▸ **Selection**:
From Elena Kagan’s first comments about Cheney’s illegal wiretapping program yesterday (at 2:10), it sounds almost like she’d vote for rule of law in the al-Haramain case (though the case is probably in the gray area of cases on which she should recuse herself).
DiFi: And we have just had a case. It came–by a District Court Judge in California, as of March 31 of this year, the al-Haramain case, and Senator Specter and I have discussed this. It’s my understanding that what the judge did here was find the Terrorist Surveillance Program illegal, and essentially say that the plaintiff was entitled to damages from the government. So I guess the question might be whether that case goes up to the Supreme Court or not. But clearly the judge here dealt with something that was outside of the scope of law–which was the Terrorist Surveillance Program–and made a finding that it was, in fact, illegal.
Kagan: I believe that is what the judge said in that case and that case is still pending of course and might come before the Court. I think that the appropriate analysis to use with respect to that case or many others in this area would be the Youngstown analysis which makes very important what Congress has done. Where Congress authorizes the President, it’s one thing, where Congress has said nothing, it’s still another, where Congress has specifically barred the activity in question, you’ve got a much much higher bar for the President to jump over in order to find the action Constitutional.
After all, as DiFi with her historic concern for FISA being the “exclusive means” to conduct wiretapping seems intent to remind Kagan, warrantless wiretapping was specifically barred.
But maybe not. Continue reading
This exchange is one of the most telling from the entire Kagan hearing today (note; we’ve edited this exchange for length; here’s the full exchange; also, while you’re watching, keep an eye on the body language of the bearded man sitting behind Kagan, White House Counsel Bob Bauer).
It’s striking, first of all, because Lindsey Graham plays the role of the cross-examiner and his delivery largely overwhelms Kagan. As they go on, Kagan manages to reclaim her ground–on the issue of whether or not the entire world is the battlefield of the war on terror. But even there, the difference in her various answers suggests troubling things about her stance on habeas.
After prompting Kagan to deliver the standard justification for detaining enemy combatants during war and rewarding her with a condescending compliment, Lindsey starts by getting Kagan to agree that the war on terror will never end.
Lindsey: [Speaking of her rote recitation of the basis for indefinite detention] That’s a good summary. The problem with this war is that there will never be a definable end to hostilities, will there?
Kagan: [Nodding] That is exactly the problem, Senator.
What a breath-taking exchange! Rather than challenge Lindsey on his slippery definition (referring to “hostilities” rather than war), rather than challenging him on the premise, Kagan simply nods in agreement. One minority party Senator and the Solicitor General sat in a hearing today and decided between them the state of hostilities under which the Executive Branch has assumed war-like powers to fight terrorism will never end.
The police state will continue forever.
Perhaps sensing the danger, Kagan notes that the Hamdi decision envisions such an indefinite war might require a different approach to detention, perhaps a review to ensure a detainee’s continuing dangerousness. This thrusts Kagan not into the realm of legal review, but the policy disputes between the White House and Lindsey (again, the watchful eye of Bob Bauer here is worth noting).
Our excerpt jumps here (after Lindsey makes his pitch for just such a program).
Lindsey comes back by getting Kagan to personally endorse the stance she embraced in her Solicitor General role, arguing against habeas rights for Bagram detainees.

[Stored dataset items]
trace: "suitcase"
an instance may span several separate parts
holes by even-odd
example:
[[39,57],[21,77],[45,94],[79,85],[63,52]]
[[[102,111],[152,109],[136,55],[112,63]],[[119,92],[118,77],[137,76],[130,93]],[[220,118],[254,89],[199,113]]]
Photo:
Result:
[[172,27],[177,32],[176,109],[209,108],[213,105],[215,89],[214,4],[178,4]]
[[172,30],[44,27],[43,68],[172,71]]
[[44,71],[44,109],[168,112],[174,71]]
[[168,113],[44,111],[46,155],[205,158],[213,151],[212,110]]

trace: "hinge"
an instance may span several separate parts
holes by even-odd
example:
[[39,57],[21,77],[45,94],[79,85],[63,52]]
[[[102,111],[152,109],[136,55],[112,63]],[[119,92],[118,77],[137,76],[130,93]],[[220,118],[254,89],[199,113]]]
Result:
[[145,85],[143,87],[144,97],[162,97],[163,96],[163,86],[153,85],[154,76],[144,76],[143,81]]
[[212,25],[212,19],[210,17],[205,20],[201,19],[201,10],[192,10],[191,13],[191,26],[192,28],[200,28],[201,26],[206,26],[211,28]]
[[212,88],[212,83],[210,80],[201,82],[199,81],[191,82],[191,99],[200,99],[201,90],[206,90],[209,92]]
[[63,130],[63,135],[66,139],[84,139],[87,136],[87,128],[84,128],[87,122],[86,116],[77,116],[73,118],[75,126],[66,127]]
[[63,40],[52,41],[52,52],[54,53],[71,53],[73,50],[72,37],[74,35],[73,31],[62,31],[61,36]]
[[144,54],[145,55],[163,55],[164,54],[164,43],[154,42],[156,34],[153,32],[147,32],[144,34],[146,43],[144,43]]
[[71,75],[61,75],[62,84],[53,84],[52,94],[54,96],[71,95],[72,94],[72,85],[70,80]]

▸ **Problem to work on**:
Can you output the part of the Kagan hearing post above from "The police state" to "is worth noting)."?

▸ **Result**:
The police state will continue forever.
Perhaps sensing the danger, Kagan notes that the Hamdi decision envisions such an indefinite war might require a different approach to detention, perhaps a review to ensure a detainee’s continuing dangerousness. This thrusts Kagan not into the realm of legal review, but the policy disputes between the White House and Lindsey (again, the watchful eye of Bob Bauer here is worth noting).